### Texto para revisar
No van bien las cosas. Es evidente y, sin embargo, en el crispado entramado de redes, medios y discusiones personales, se sigue tensionando el ambiente. La Reforma Tributaria presentada por el gobierno nacional colombiano, necesaria para financiar los gastos de la pandemia y bajar las cejas levantadas de las calificadoras de riesgo, se encontró con una oposición ciudadana que se convirtió en protestas masivas el 28 de abril. Los hechos de represión de estas manifestaciones y abuso por parte de la Policía han llevado al país a una situación terrible. La reforma fue poco y mal explicada, una mezcla de subestimar la deliberación ciudadana y sobrestimar el trámite de una decisión “técnica” fue su condena (probablemente mayor que las decisiones que las personas suponían como inconvenientes).
Pero no fue solo eso, fue también su impertinencia. Hogares asfixiados por un año largo de pandemia que, como reportó también por estos días el DANE, nos hizo retroceder una década en reducción de pobreza. Las medidas de restricción de la libertad en el marco de la pandemia, sumado a la misma gestión deficiente de los contagios, las muertes y el plan de vacunación solo volvieron más desesperado lo que al final de cuentas terminó siendo una válvula de escape en la forma de una reforma que parecía ir en contravía de la situación. Economistas, funcionarios y entusiastas espontáneos señalaron que la reforma era necesaria, que técnicamente suponía avances en la progresividad tributaria en Colombia. La mayoría de las líderes políticas y los ciudadanos no la vieron nunca así.

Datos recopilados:
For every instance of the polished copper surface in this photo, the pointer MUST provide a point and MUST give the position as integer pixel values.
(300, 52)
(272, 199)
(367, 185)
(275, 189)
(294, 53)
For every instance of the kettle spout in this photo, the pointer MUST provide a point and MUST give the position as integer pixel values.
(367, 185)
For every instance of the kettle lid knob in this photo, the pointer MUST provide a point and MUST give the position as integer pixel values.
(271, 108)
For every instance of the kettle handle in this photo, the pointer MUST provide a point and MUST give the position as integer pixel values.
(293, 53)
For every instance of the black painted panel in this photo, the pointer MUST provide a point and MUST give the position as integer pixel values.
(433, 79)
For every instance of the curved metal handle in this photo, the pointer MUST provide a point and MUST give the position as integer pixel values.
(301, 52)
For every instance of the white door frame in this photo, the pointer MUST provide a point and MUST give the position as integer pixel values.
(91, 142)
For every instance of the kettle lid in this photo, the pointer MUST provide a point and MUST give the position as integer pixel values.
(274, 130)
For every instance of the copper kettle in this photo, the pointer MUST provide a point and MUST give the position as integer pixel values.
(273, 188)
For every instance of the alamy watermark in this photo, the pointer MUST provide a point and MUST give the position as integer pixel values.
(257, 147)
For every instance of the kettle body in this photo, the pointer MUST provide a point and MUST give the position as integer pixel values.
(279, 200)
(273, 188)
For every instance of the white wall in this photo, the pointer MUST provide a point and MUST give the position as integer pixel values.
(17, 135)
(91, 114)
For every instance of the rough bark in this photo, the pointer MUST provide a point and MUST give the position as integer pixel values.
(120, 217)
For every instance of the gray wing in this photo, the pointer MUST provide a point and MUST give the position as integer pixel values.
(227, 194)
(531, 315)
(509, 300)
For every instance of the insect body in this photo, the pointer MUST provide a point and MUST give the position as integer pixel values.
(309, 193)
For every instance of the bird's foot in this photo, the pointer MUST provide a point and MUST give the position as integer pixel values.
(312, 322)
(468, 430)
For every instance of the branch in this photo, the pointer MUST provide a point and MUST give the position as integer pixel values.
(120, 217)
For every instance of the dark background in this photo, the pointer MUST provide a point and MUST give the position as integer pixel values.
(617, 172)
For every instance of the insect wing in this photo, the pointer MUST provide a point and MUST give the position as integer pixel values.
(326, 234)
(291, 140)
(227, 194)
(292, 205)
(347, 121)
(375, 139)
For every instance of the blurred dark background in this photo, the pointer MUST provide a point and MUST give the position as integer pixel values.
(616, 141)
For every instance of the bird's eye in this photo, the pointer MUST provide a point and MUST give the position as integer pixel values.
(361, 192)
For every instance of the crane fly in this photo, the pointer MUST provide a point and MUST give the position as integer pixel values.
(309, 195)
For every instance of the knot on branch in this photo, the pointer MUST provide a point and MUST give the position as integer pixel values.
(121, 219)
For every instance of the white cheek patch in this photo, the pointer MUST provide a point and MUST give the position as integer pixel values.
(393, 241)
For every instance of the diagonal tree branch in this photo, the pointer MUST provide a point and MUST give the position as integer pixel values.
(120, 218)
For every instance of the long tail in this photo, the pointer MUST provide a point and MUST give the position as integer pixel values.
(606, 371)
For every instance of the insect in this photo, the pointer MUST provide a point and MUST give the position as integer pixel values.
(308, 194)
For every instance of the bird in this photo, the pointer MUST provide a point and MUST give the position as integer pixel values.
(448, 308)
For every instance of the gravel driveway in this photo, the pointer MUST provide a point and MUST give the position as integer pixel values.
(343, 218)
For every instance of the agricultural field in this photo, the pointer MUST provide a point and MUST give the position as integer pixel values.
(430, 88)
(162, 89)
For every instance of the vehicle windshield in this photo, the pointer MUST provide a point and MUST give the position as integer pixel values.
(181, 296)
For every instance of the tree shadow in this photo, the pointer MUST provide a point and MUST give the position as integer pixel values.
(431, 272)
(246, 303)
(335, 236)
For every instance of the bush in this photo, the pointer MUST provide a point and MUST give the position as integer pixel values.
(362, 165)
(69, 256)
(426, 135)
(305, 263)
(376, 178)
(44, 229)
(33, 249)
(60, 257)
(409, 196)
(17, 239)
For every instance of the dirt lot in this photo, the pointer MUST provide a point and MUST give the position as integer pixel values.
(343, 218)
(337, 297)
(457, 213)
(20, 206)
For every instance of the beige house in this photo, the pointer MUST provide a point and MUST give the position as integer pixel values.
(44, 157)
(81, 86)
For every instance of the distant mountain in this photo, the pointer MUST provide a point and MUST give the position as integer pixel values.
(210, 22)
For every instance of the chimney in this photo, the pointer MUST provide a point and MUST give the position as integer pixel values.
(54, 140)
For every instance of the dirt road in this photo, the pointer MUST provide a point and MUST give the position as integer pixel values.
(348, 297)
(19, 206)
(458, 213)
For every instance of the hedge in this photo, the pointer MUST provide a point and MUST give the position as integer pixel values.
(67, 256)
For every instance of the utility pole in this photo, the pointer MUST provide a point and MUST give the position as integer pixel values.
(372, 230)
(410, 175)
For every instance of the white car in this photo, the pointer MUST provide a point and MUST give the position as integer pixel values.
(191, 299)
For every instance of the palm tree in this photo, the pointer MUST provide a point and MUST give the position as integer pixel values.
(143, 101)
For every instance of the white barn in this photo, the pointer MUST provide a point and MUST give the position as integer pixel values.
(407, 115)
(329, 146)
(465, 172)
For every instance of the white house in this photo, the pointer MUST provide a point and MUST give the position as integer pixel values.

### Tareas propuestas
A. Responde estas preguntas sobre el texto de la Reforma Tributaria:
(i) ¿En qué fecha la oposición ciudadana se convirtió en protestas masivas?
(ii) Según reportó el DANE, ¿cuánto retrocedió el país en reducción de pobreza?
(iii) ¿Qué señalaron economistas, funcionarios y entusiastas espontáneos sobre la reforma?
B. Repite sin cambios el fragmento del texto sobre la Reforma Tributaria que va desde "No van bien" hasta "suponían como inconvenientes).", incluidas ambas partes.
C. Retoma el texto sobre la Reforma Tributaria y continúalo a partir de su última oración.

### Respuestas
A.
(i) El 28 de abril.
(ii) Una década.
(iii) Que la reforma era necesaria y que técnicamente suponía avances en la progresividad tributaria en Colombia.

B.
No van bien las cosas. Es evidente y, sin embargo, en el crispado entramado de redes, medios y discusiones personales, se sigue tensionando el ambiente. La Reforma Tributaria presentada por el gobierno nacional colombiano, necesaria para financiar los gastos de la pandemia y bajar las cejas levantadas de las calificadoras de riesgo, se encontró con una oposición ciudadana que se convirtió en protestas masivas el 28 de abril. Los hechos de represión de estas manifestaciones y abuso por parte de la Policía han llevado al país a una situación terrible. La reforma fue poco y mal explicada, una mezcla de subestimar la deliberación ciudadana y sobrestimar el trámite de una decisión “técnica” fue su condena (probablemente mayor que las decisiones que las personas suponían como inconvenientes).

C.
Hace poco se ha hecho popular una dicotomía entre la técnica y la política como fórmulas de gestión y comportamiento en los asuntos públicos. En esta discusión, la política ha llevado las de perder –al menos discursivamente-, menospreciada por la objetividad y la “justicia” de las decisiones y formas de la tecnocracia. La dicotomía también supone un falso dilema. No es una cuestión de escoger, sino de equilibrar. Las decisiones públicas sin técnica pueden ser irresponsables; las decisiones públicas sin política y ciudadanía suelen ser torpes e impositivas.
Esto también exige el reconocimiento de que hay conocimiento valiosa más allá de las universidades, equipos técnicos y gremios especializados. Las comunidades saben mucho sobre sus problemas, tienen experiencias valiosísimas sobre sus realidades. Desconocerlo, no tenerlo en cuenta, puede resultar terriblemente inconveniente y en ocasiones, simplemente poco estratégico.
Reivindicar la política en esta discusión no solo es un llamado a la realidad, que puede verse como un aporte del pragmatismo. En efecto, la política permite afinar ideas y decisiones a través de la deliberación y la compresión contextual, pero, sobre todo, permite dotar de legitimidad a las políticas y acciones públicas. La legitimidad de las decisiones públicas obliga a alcanzar consensos sociales; es decir, acordar mínimos que sean incluyentes y garanticen la mayor cantidad de participación posible. Esto suele ser complejo de lograr y en ocasiones costoso, pero puede mejorar sustancialmente las posibilidades de éxito de una decisión pública.
Ahora, la falta de calle de la reforma como decisión y su propuesta como proceso no solo impidió un cambio (insisto, “posiblemente” deseable), sino que puso en movimiento la cadena de eventos que tienen a muchos ciudadanos en el lugar en el que se encuentran ahora. En la calle.